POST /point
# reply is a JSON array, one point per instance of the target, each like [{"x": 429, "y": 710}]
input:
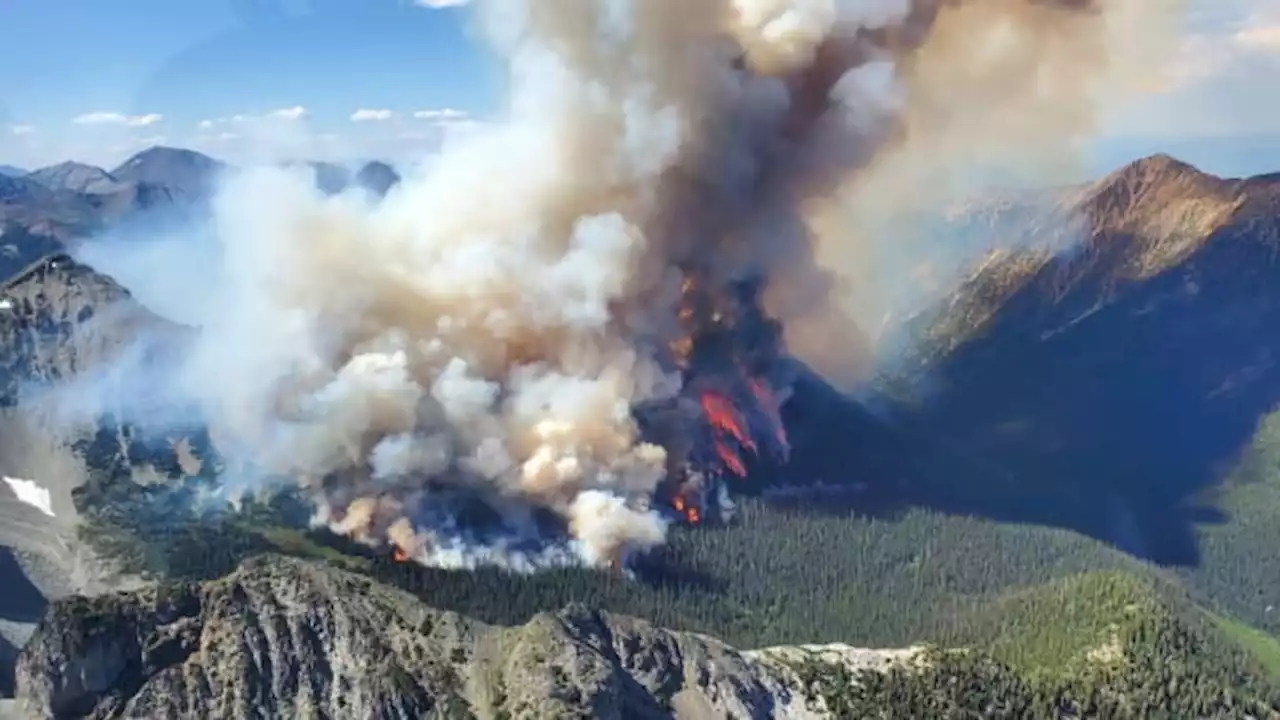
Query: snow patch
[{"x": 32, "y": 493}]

• [Set problem]: Retype every line of the entries above without any changes, and leave out the pictures.

• [Result for this task]:
POST /point
# reply is a JSON array, one point per instance of the target, each like [{"x": 429, "y": 710}]
input:
Query: snow patch
[{"x": 32, "y": 493}]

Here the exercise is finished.